Using the records below, locate all lines containing "every" and return them.
(PROVIDED DATA Opens)
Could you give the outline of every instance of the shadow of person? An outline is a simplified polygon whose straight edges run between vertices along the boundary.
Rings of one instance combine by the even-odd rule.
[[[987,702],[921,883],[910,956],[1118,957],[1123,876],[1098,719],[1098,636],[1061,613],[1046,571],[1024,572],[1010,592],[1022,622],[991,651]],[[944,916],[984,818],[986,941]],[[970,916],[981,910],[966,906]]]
(PROVIDED DATA Closes)
(PROVIDED DATA Opens)
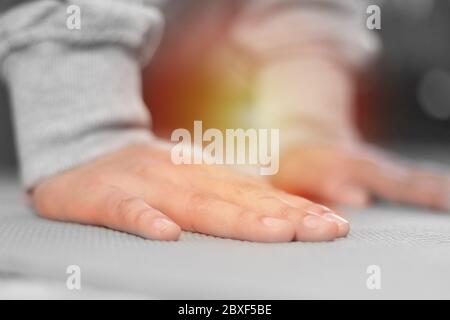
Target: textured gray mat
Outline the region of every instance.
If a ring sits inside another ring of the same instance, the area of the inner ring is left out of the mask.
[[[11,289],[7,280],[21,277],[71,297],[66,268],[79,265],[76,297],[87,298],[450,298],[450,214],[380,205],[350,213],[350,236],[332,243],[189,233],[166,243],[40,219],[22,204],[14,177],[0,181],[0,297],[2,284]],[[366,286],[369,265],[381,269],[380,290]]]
(PROVIDED DATA Closes)
> ANSWER FOR THE TASK
Could you give the outline of every instance of the shadow of person? An outline is a simplified polygon whose straight edges run between vertices along the boundary.
Outline the region of every instance.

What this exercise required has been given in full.